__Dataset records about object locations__
==============================

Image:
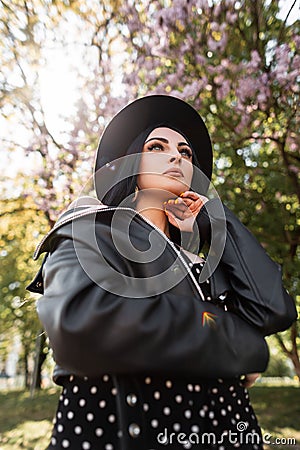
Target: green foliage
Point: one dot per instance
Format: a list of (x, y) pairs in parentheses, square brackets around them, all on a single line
[(19, 225)]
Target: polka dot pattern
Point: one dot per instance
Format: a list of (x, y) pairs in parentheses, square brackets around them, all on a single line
[(87, 417)]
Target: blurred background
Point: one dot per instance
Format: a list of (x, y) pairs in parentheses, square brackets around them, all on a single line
[(67, 66)]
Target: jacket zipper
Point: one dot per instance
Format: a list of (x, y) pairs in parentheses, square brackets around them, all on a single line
[(91, 211)]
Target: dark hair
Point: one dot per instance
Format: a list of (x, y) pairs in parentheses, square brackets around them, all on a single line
[(123, 191)]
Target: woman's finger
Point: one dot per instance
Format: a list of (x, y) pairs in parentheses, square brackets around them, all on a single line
[(193, 195)]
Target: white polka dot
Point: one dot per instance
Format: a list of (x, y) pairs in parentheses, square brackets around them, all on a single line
[(188, 413), (156, 395), (154, 423)]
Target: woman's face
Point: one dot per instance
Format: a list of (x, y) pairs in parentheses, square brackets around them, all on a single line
[(166, 163)]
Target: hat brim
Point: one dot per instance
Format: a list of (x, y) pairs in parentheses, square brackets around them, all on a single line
[(150, 110)]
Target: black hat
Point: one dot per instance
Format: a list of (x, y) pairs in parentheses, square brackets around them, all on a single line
[(139, 115)]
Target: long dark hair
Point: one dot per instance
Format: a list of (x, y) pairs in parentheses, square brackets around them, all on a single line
[(122, 191)]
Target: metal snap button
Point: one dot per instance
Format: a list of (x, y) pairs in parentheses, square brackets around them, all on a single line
[(134, 430), (131, 399)]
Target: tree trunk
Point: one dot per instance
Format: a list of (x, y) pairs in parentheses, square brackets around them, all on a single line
[(26, 370), (41, 356), (293, 353)]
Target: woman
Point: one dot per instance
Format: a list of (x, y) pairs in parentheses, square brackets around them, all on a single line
[(151, 341)]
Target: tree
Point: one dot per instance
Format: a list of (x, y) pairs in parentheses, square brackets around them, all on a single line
[(237, 63)]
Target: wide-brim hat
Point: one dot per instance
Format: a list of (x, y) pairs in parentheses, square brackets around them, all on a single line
[(144, 112)]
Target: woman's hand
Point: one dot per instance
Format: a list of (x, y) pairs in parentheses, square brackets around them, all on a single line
[(250, 379), (183, 211)]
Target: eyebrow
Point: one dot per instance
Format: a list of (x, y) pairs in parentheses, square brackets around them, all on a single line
[(180, 144)]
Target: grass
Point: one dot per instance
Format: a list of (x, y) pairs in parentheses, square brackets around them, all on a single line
[(25, 422)]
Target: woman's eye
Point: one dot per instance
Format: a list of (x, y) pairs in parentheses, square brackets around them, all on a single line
[(186, 152), (155, 147)]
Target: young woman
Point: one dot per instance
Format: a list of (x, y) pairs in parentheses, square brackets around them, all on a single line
[(155, 347)]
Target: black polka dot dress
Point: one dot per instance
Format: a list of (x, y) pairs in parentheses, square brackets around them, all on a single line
[(154, 412)]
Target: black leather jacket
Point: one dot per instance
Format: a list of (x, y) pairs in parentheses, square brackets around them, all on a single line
[(96, 326)]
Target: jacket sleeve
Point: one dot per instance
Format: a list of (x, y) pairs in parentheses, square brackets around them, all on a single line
[(94, 331), (257, 293)]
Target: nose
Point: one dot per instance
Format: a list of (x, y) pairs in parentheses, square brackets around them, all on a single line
[(175, 158)]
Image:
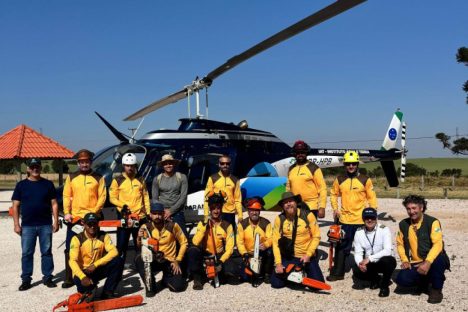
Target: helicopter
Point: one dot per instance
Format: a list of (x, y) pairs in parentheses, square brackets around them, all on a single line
[(259, 158)]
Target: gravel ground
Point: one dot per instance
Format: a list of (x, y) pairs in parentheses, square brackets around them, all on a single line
[(452, 214)]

==============================

__Written request__
Above are the records. Copy exactly, and only, the lines from the line containing "Target: jacket sleeve" through the last one, omitting any pictures.

__The output__
Target: jacket sleeve
Point: one dot per instance
Format: a list of (x, y) pairs in parentheses, square brackets around them, all on a single line
[(94, 331), (257, 293)]
Target: nose
Point: one dot per instance
Format: a list of (x, y) pairs in parentheses, square brackets around them, all on a single line
[(175, 158)]
Image:
Target: helicopter
Point: one dot per instance
Format: a list of (x, y) pairs in parentheses, square brackets around them, all on a single line
[(259, 158)]
Target: gravel ground
Point: one dot per instance
Format: a list of (x, y) pairs in parentheses, square brackets around them, all on a single line
[(452, 214)]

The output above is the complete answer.